STATED GOAL:
How many lines in the listing below contain the string "blush"? Reply with the number alone.

SUPPLIED ENTRIES:
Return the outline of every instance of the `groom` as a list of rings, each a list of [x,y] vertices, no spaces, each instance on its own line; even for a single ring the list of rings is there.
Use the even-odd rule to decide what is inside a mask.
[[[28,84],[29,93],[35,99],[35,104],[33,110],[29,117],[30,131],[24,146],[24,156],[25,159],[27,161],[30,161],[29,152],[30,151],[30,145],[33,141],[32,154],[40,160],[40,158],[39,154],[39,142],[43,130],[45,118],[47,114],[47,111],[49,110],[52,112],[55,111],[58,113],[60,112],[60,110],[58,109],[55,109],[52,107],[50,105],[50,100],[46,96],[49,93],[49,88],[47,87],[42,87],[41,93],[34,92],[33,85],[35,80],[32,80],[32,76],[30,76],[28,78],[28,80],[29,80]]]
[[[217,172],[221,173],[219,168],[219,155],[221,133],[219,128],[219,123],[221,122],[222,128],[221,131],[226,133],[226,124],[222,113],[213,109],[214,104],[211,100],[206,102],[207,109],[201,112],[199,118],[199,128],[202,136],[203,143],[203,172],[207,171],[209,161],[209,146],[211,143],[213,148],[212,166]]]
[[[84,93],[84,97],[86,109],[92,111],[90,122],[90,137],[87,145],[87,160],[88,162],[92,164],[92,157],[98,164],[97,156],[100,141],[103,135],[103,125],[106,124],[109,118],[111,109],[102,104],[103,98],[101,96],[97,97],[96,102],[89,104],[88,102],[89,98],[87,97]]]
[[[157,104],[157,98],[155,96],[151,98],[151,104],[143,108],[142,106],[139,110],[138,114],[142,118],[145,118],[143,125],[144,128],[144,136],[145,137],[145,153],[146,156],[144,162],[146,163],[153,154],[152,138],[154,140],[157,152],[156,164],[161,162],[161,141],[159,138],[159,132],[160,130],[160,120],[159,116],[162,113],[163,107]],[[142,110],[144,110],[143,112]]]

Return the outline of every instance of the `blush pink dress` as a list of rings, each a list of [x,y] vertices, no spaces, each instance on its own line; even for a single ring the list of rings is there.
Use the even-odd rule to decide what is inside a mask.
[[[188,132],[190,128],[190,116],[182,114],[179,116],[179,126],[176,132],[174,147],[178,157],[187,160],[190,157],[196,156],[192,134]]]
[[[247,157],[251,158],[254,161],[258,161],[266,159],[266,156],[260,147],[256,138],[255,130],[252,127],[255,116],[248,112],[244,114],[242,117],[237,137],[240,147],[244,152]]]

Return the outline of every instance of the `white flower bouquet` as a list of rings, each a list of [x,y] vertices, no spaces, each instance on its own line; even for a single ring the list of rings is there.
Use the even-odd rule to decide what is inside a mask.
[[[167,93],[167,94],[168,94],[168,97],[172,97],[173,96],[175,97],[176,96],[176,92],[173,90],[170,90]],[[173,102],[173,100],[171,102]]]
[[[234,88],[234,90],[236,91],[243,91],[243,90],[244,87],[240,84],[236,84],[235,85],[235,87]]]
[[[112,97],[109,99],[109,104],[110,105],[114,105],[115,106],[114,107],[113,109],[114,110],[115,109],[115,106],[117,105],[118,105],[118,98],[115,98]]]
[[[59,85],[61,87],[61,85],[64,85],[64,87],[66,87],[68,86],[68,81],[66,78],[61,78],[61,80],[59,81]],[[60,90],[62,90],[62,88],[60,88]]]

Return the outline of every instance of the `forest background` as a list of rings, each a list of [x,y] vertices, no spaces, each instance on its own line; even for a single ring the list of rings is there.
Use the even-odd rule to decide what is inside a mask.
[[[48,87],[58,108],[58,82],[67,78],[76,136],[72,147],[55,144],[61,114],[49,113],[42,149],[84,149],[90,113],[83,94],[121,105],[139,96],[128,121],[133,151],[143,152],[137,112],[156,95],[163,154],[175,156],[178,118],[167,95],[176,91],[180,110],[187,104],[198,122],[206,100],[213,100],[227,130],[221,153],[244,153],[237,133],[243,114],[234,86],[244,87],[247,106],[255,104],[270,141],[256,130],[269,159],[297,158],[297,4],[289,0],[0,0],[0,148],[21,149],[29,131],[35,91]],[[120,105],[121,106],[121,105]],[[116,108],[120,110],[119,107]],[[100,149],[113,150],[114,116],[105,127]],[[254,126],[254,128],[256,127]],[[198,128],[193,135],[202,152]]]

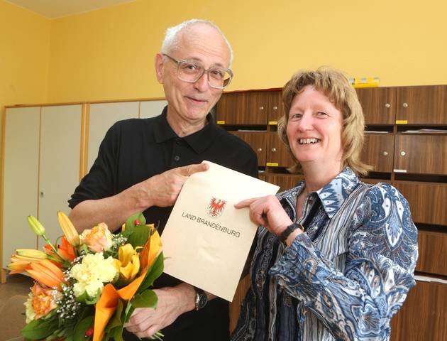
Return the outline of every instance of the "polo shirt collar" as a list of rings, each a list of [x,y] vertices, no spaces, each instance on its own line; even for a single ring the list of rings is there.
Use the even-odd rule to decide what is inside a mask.
[[[167,119],[167,106],[155,121],[155,129],[154,131],[155,141],[158,144],[165,142],[172,139],[181,139],[184,141],[197,153],[204,151],[212,143],[216,135],[217,126],[214,124],[211,114],[206,115],[207,124],[199,131],[191,135],[179,138],[175,131],[169,125]]]

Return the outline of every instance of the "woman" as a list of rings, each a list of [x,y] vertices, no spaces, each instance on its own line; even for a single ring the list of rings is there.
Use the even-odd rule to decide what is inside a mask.
[[[251,286],[233,341],[389,340],[391,318],[414,286],[417,232],[390,185],[361,182],[364,120],[341,73],[294,75],[278,134],[304,180],[249,199],[262,225]]]

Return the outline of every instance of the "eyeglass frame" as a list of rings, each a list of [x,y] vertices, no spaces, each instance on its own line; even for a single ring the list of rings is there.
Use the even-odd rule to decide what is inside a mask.
[[[179,76],[179,69],[180,67],[180,64],[184,62],[187,63],[194,63],[194,62],[192,62],[192,60],[188,60],[187,59],[182,59],[182,60],[177,60],[175,59],[173,57],[171,57],[170,55],[166,54],[166,53],[162,53],[162,55],[163,55],[164,57],[167,57],[171,61],[174,62],[175,64],[177,64],[177,77],[182,82],[186,82],[187,83],[195,83],[196,82],[197,82],[200,78],[202,77],[202,76],[206,73],[206,78],[208,80],[208,85],[214,88],[214,89],[219,89],[219,90],[222,90],[222,89],[225,89],[226,87],[228,87],[230,83],[231,82],[231,80],[233,79],[233,71],[231,71],[231,69],[226,69],[224,67],[209,67],[208,69],[205,69],[204,67],[202,67],[203,68],[203,71],[202,72],[202,75],[200,75],[200,76],[199,76],[197,77],[197,79],[196,80],[183,80],[182,78],[180,78],[180,77]],[[199,65],[201,66],[201,65]],[[224,86],[224,87],[216,87],[216,85],[212,85],[210,82],[209,82],[209,71],[212,70],[215,70],[215,69],[219,69],[219,70],[224,70],[225,72],[228,72],[228,75],[230,75],[230,78],[228,80],[228,82],[226,83],[226,85]]]

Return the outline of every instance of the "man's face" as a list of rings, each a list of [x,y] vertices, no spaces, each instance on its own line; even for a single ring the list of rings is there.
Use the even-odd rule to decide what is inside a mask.
[[[194,61],[205,69],[229,66],[230,52],[225,41],[219,32],[206,24],[194,25],[180,33],[178,48],[169,55],[177,60]],[[179,80],[176,63],[163,59],[160,54],[155,58],[155,68],[168,102],[168,121],[174,120],[181,126],[202,124],[222,90],[209,86],[206,73],[194,83]]]

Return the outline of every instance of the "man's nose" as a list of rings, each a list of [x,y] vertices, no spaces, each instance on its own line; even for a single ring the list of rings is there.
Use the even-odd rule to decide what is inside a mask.
[[[208,73],[204,72],[202,77],[194,83],[194,87],[201,92],[206,91],[209,87],[209,85],[208,84]]]

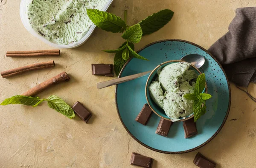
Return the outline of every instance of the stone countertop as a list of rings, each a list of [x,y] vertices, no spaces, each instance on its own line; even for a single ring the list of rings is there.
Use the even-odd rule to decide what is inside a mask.
[[[233,84],[229,115],[210,143],[182,154],[151,151],[134,140],[122,126],[116,109],[115,87],[97,90],[96,83],[112,78],[91,74],[91,64],[113,63],[113,54],[101,50],[119,47],[123,41],[121,34],[97,28],[81,46],[61,50],[60,57],[5,57],[7,50],[52,49],[23,26],[20,2],[0,0],[0,71],[52,59],[56,66],[0,79],[0,101],[20,94],[65,70],[71,78],[69,82],[38,96],[58,95],[71,105],[79,101],[93,115],[87,124],[77,117],[69,119],[45,103],[35,108],[19,105],[0,106],[0,168],[135,167],[129,164],[133,151],[153,158],[154,168],[196,168],[192,161],[198,151],[215,161],[217,168],[256,167],[256,104]],[[130,25],[163,9],[175,12],[163,28],[143,36],[135,45],[136,50],[166,39],[184,39],[207,49],[227,31],[236,8],[256,5],[250,0],[114,0],[108,11],[122,17],[127,9]],[[250,87],[254,96],[255,86]]]

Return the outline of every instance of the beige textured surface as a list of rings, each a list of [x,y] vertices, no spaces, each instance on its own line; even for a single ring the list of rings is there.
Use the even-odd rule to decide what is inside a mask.
[[[93,113],[86,124],[77,117],[70,120],[47,106],[0,107],[0,168],[129,168],[133,151],[152,157],[154,168],[195,168],[198,151],[215,160],[217,168],[256,167],[256,104],[231,85],[230,115],[217,137],[197,151],[168,155],[151,151],[132,139],[117,116],[114,87],[97,90],[96,84],[111,79],[91,75],[91,63],[112,63],[113,55],[101,50],[114,49],[123,42],[120,34],[97,29],[79,48],[61,50],[55,58],[5,58],[6,50],[49,49],[27,31],[19,13],[20,0],[0,0],[0,71],[36,62],[54,59],[54,68],[0,79],[0,100],[21,94],[65,70],[72,79],[40,94],[55,94],[70,104],[82,102]],[[190,41],[208,48],[227,31],[237,8],[255,6],[255,0],[115,0],[109,11],[122,16],[128,10],[128,22],[138,21],[161,9],[175,14],[164,28],[143,37],[136,50],[165,39]],[[251,85],[253,94],[256,88]],[[236,118],[236,120],[230,120]],[[172,144],[170,144],[172,145]]]

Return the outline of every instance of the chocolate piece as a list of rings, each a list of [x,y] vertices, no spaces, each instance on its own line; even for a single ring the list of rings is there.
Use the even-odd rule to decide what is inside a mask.
[[[131,165],[136,165],[143,168],[151,168],[153,159],[135,152],[132,152],[131,158]]]
[[[83,120],[85,123],[91,118],[92,115],[89,111],[88,111],[81,103],[79,101],[77,101],[72,107],[72,109],[74,110],[74,112],[77,116]]]
[[[185,132],[185,138],[187,138],[197,134],[197,129],[194,118],[183,121],[183,128]]]
[[[92,64],[93,75],[113,76],[113,65],[112,64]]]
[[[156,131],[156,134],[167,137],[172,125],[172,122],[171,121],[161,118]]]
[[[201,168],[215,168],[216,163],[204,157],[199,152],[195,155],[193,162]]]
[[[152,113],[152,110],[148,104],[145,104],[135,119],[135,121],[145,126]]]

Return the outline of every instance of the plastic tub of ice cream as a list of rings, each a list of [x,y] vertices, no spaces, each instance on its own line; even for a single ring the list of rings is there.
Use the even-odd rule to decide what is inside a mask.
[[[91,36],[96,26],[93,24],[88,31],[86,33],[84,36],[77,42],[75,42],[72,44],[67,45],[59,45],[55,44],[52,42],[49,41],[43,36],[41,36],[38,32],[33,29],[29,22],[29,20],[27,16],[27,10],[29,5],[32,2],[33,0],[21,0],[20,6],[20,14],[22,23],[25,28],[31,34],[35,37],[37,37],[45,43],[56,48],[75,48],[79,46],[84,44],[88,40],[89,37]],[[113,2],[113,0],[108,0],[104,7],[103,11],[106,11],[110,5]]]
[[[182,62],[183,63],[186,63],[188,64],[190,64],[190,68],[191,69],[191,70],[192,70],[193,71],[194,71],[195,72],[195,73],[197,73],[198,75],[199,74],[201,74],[201,73],[199,71],[199,70],[197,68],[195,67],[194,65],[191,64],[189,64],[186,62],[184,62],[183,61],[181,61],[181,60],[172,60],[172,61],[167,61],[166,62],[163,62],[162,64],[161,64],[160,65],[158,65],[158,66],[157,66],[152,71],[152,72],[150,73],[150,74],[149,75],[149,76],[148,76],[148,80],[146,82],[146,87],[145,87],[145,95],[146,95],[146,99],[147,100],[147,101],[148,102],[148,105],[150,107],[150,108],[158,116],[161,117],[161,118],[163,118],[165,120],[171,120],[172,122],[175,122],[175,121],[183,121],[187,120],[188,120],[189,119],[190,119],[191,118],[192,118],[192,117],[194,117],[194,113],[192,113],[192,114],[191,114],[190,115],[186,115],[186,116],[184,116],[183,118],[179,118],[178,119],[174,119],[174,118],[170,118],[170,117],[169,117],[169,116],[167,116],[166,115],[166,112],[165,112],[165,111],[164,111],[164,110],[163,109],[162,109],[162,108],[161,108],[160,106],[161,106],[159,104],[159,102],[158,102],[158,104],[157,104],[155,100],[153,100],[153,98],[151,98],[151,96],[150,96],[150,92],[149,90],[149,87],[151,85],[151,84],[153,81],[154,81],[154,82],[155,81],[160,81],[160,78],[159,78],[159,80],[156,79],[156,78],[160,78],[160,76],[158,76],[158,75],[159,74],[159,73],[160,73],[160,72],[161,71],[161,70],[163,69],[163,68],[164,67],[165,67],[165,66],[166,66],[166,65],[169,65],[170,64],[174,64],[174,63],[177,63],[177,62],[180,62],[180,63],[181,63],[181,64],[182,64]],[[172,73],[175,73],[174,72],[170,72],[170,73],[172,74]],[[196,75],[197,75],[196,74]],[[154,82],[153,82],[153,83],[154,83]],[[162,87],[161,89],[163,89],[163,90],[162,91],[163,92],[162,93],[163,94],[164,92],[163,92],[164,91],[164,90],[163,88],[163,84],[162,83],[161,84],[161,87]],[[175,84],[175,82],[173,83],[174,84]],[[156,87],[155,88],[154,88],[154,91],[155,91],[155,92],[157,93],[157,96],[160,96],[161,95],[161,93],[160,93],[159,92],[157,92],[157,87]],[[165,90],[167,90],[165,89]],[[168,90],[169,92],[169,90]],[[205,85],[205,90],[204,91],[204,92],[205,92],[206,93],[207,93],[207,86]],[[166,92],[167,92],[167,90],[166,91]],[[161,93],[161,94],[160,94]],[[169,94],[170,94],[170,93],[169,93]],[[184,94],[184,93],[183,93]],[[175,97],[170,97],[169,98],[172,98],[172,99],[172,99],[172,101],[176,101],[176,99],[178,99],[179,98],[182,98],[182,99],[183,99],[183,98],[182,98],[181,97],[178,97],[179,96],[182,96],[182,93],[181,93],[181,94],[180,94],[180,95],[177,95],[177,98],[175,98]],[[166,99],[166,97],[164,98],[165,99]],[[184,98],[184,99],[185,99],[185,98]],[[167,98],[167,100],[168,99],[168,98]],[[175,100],[174,100],[175,99]],[[164,102],[165,101],[164,101]],[[182,100],[181,101],[183,101],[183,100]],[[185,101],[185,100],[184,100],[184,101]],[[183,107],[184,107],[183,106]],[[186,114],[186,113],[185,113]]]

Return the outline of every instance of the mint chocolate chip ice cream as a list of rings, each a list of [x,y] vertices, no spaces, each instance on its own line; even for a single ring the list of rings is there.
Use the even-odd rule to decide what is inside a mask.
[[[28,17],[32,28],[48,40],[68,45],[78,41],[93,22],[87,8],[102,10],[108,0],[33,0]]]
[[[193,113],[193,101],[183,96],[194,92],[198,76],[189,67],[186,62],[169,64],[157,72],[158,77],[149,87],[154,101],[174,120]]]

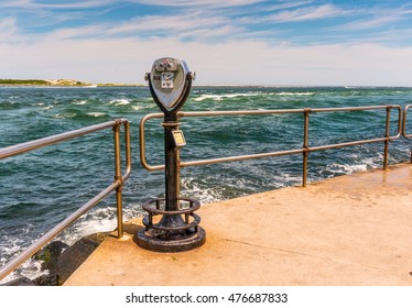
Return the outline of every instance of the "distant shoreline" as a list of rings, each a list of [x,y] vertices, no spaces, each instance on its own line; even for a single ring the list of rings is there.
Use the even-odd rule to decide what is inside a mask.
[[[0,79],[0,86],[35,86],[35,87],[142,87],[139,84],[90,84],[73,79]]]

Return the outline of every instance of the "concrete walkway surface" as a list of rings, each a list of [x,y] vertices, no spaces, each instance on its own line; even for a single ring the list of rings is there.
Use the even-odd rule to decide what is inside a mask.
[[[206,243],[155,253],[124,223],[66,286],[412,285],[412,164],[203,205]]]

WRITTEN SOLUTION:
1